Directive: Copy the listing below word for word, starting at the line containing "Can you find the wall" and ending with the line containing "point(124, 355)", both of those lines included.

Material to process:
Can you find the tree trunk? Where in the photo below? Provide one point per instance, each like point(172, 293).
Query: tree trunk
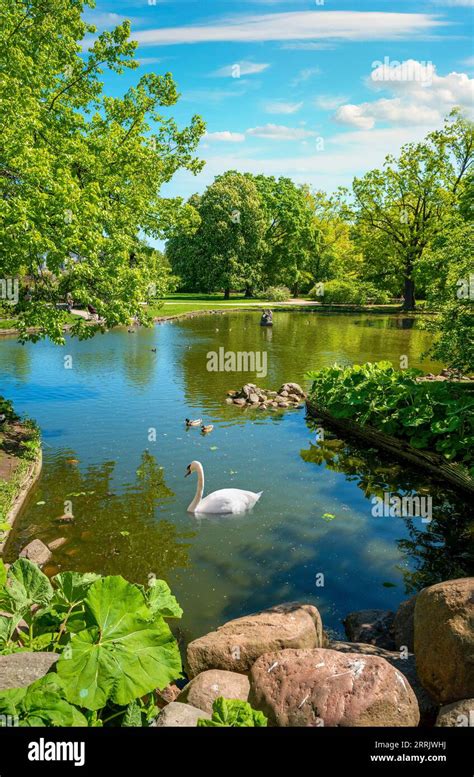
point(409, 294)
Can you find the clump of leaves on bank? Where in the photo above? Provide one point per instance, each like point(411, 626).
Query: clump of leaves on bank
point(430, 415)
point(114, 644)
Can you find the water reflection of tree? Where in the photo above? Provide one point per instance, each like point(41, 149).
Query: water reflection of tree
point(442, 549)
point(111, 533)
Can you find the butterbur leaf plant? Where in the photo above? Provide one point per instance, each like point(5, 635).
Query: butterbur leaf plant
point(113, 643)
point(434, 416)
point(233, 713)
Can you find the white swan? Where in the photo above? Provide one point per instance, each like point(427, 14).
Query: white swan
point(226, 500)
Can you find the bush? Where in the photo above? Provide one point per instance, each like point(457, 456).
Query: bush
point(276, 294)
point(430, 416)
point(349, 292)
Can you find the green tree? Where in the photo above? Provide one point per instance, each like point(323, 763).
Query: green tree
point(290, 231)
point(411, 199)
point(81, 172)
point(226, 250)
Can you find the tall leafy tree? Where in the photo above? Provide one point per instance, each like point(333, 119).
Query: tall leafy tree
point(290, 231)
point(412, 197)
point(81, 172)
point(225, 251)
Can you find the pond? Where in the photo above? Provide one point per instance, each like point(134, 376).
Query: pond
point(112, 413)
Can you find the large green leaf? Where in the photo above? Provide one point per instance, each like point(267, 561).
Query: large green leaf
point(26, 585)
point(71, 588)
point(233, 713)
point(161, 600)
point(41, 704)
point(125, 652)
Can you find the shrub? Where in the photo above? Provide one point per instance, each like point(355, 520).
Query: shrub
point(276, 294)
point(115, 646)
point(350, 292)
point(431, 416)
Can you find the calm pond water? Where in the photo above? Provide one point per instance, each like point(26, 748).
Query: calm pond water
point(129, 496)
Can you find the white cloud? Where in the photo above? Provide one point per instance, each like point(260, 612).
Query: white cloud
point(329, 102)
point(281, 106)
point(298, 25)
point(455, 3)
point(279, 132)
point(241, 69)
point(104, 20)
point(225, 137)
point(305, 74)
point(420, 97)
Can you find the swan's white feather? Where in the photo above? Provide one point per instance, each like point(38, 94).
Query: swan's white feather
point(228, 500)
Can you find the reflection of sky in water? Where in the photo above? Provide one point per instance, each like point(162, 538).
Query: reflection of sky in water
point(100, 413)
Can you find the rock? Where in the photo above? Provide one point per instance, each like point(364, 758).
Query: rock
point(444, 639)
point(37, 552)
point(66, 518)
point(167, 695)
point(459, 714)
point(325, 687)
point(18, 670)
point(178, 714)
point(405, 663)
point(237, 644)
point(370, 626)
point(293, 388)
point(206, 687)
point(55, 544)
point(403, 625)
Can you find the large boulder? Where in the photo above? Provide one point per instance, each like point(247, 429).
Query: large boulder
point(18, 670)
point(444, 639)
point(459, 714)
point(404, 625)
point(404, 663)
point(179, 715)
point(327, 688)
point(373, 627)
point(204, 689)
point(237, 644)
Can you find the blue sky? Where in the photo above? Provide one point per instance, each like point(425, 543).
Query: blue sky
point(317, 90)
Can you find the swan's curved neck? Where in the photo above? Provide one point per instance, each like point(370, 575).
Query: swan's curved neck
point(199, 489)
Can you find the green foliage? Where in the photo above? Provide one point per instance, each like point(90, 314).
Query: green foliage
point(401, 209)
point(233, 713)
point(449, 272)
point(276, 294)
point(435, 416)
point(224, 251)
point(353, 292)
point(115, 646)
point(81, 172)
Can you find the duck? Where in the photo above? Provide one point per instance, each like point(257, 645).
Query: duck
point(224, 501)
point(196, 422)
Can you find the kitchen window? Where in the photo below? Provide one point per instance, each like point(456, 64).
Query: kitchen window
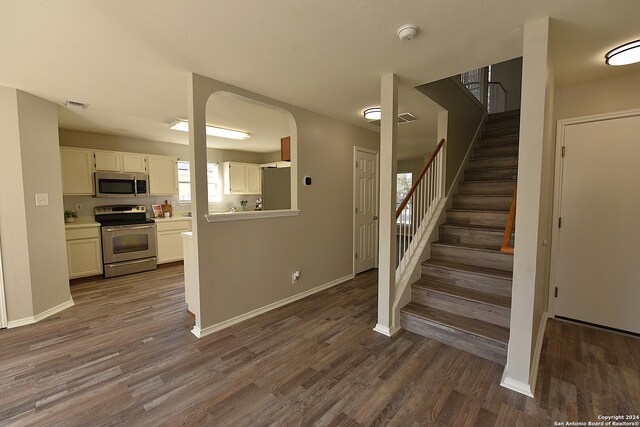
point(184, 182)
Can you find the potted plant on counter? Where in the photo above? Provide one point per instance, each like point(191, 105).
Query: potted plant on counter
point(70, 216)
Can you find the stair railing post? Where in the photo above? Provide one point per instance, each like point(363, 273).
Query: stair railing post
point(387, 218)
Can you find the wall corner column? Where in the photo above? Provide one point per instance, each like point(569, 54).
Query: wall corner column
point(387, 324)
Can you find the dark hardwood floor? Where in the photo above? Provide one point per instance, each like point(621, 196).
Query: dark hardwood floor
point(124, 355)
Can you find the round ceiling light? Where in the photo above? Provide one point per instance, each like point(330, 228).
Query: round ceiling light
point(374, 113)
point(628, 53)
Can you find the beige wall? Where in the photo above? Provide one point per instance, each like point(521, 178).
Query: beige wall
point(465, 115)
point(414, 166)
point(245, 265)
point(34, 252)
point(599, 96)
point(98, 141)
point(533, 212)
point(509, 74)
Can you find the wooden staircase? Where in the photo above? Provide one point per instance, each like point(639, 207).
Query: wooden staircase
point(464, 295)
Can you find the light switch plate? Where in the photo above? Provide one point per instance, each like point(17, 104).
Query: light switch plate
point(42, 199)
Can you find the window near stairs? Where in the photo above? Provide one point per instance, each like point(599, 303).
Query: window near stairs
point(184, 182)
point(404, 183)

Reply:
Can you find the wall corner column? Where in the photo above? Provide one point per instance, each like point(569, 54).
Query: wall corner column
point(387, 324)
Can you find the dark hardwood floor? Where in the photo above? Provide one point per instance, each like point(621, 196).
Query: dark hardwood floor
point(124, 355)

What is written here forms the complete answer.